--- SOURCE EXTRACT ---

::::

Wednesday, May 12, 2021
untitled
I don't know what to write. I feel like I regurgitate everything over and over again. This week has been very stressful and overwhelmed. My job is currently very very short staff and it's just seem like it's one thing after another. My body is just tired and wanting more for myself when I come home from work I just can't push myself to do anything anymore. I look at others and I will confess that I do compare myself to other people all the time. I compare my whole identity to them. And I often feel alone and Afraid to go the extra mile. And I always think people have something against me at all times. And at this moment, I'm seeing things for what they are but with my own perception of it. It's like I live in a wasteland of my mind and only thing that I know how to do is live in that Wasteland of mess and debris and toxic Madness it smells like s*** scuse me. It's hard for me to focus on certain things when I'm at home such as, a Bible study that I wanted to do and I just don't care and I do it to be around people but is on Zoom. I think it's my madness a couple heading to be included but I really don't want to be included because I put my screen on black. I don't think anyone feels like I feel. It's like I'm constantly trying to find run to something that is greater than what the situation that I'm in now. And I don't know how to change it or know how to start changing it. I was doing a podcast last night or a while ago, and I have nothing I sure would have to share which was but I'm sharing with you guys now but it was depressing and I feel like I'm always that person. Will I ever grow will ever achieve anything out of life I'm just feel like I'm always miserable me. I know there's sunshine and rainbows and puffy clouds in the distance, but when am I going to ever see it.

::::

Sum up the diary entry in two sentences.

--- INFORMATION ---
::::

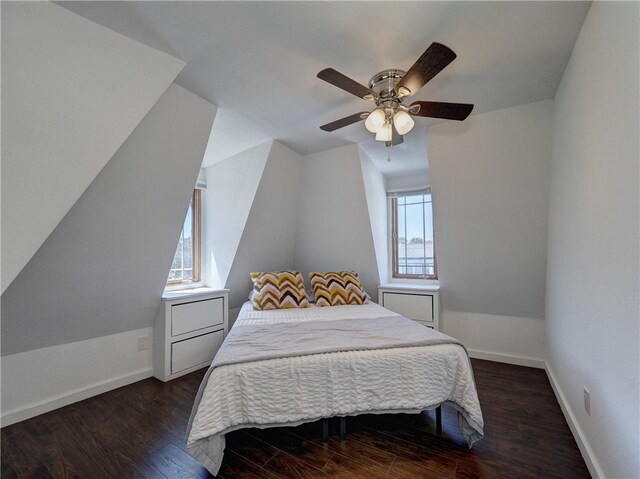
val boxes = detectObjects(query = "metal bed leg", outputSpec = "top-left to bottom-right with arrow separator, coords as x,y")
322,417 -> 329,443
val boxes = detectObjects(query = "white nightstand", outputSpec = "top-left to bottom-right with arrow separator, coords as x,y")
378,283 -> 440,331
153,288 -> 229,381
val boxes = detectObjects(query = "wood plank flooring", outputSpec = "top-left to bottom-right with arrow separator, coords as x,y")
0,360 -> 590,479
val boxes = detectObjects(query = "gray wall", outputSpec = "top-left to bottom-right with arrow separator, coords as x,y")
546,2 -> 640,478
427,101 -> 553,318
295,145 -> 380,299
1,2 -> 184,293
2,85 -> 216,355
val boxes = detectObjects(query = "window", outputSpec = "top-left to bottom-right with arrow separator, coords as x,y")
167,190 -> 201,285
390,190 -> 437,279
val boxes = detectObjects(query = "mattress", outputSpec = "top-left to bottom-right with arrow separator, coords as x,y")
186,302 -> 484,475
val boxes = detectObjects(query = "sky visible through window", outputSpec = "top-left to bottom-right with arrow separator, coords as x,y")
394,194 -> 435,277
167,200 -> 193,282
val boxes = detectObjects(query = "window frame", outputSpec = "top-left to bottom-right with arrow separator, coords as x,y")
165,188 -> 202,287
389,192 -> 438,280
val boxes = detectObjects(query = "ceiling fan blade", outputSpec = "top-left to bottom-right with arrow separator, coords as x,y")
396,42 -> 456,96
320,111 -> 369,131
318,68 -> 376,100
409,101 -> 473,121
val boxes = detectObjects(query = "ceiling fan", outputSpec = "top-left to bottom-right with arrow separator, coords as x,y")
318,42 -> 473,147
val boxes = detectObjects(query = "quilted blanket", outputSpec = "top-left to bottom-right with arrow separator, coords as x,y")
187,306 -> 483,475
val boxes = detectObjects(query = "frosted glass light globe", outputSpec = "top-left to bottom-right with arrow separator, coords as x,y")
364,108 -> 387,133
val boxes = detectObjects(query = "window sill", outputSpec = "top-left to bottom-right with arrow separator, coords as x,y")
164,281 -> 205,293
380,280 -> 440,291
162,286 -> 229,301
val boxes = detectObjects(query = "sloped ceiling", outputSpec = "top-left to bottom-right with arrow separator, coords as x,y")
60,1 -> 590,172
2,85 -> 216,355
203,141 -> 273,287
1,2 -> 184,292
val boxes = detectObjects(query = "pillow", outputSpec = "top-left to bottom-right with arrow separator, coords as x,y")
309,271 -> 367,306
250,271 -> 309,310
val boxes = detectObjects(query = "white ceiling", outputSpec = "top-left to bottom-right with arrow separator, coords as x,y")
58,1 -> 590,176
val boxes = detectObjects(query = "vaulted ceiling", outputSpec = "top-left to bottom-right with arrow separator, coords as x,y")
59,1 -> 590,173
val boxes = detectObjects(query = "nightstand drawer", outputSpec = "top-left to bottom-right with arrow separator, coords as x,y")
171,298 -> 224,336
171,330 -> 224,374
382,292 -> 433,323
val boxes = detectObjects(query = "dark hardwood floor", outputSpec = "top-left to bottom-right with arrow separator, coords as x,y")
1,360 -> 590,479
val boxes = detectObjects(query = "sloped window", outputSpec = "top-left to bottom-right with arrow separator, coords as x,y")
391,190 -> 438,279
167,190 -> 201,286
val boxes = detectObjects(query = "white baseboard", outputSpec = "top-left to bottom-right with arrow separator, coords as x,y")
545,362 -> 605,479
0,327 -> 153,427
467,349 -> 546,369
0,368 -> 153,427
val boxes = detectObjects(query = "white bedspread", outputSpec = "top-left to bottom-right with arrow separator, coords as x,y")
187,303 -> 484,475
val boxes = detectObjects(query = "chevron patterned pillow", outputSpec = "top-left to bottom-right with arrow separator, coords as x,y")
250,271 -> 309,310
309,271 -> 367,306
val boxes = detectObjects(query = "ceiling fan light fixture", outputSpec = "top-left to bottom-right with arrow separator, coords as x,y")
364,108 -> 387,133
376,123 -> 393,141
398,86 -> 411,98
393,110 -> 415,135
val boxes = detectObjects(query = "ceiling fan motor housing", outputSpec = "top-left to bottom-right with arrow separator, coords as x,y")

::::

--- ANSWER SPACE ---
The writer describes a stressful week at a short-staffed job that leaves them too tired to push themselves to do anything at home, and admits to constantly comparing themselves to others and often feeling alone. They feel stuck in a wasteland of their own mind, don't know how to start changing their situation, and wonder when they will ever see the sunshine and rainbows they know are in the distance.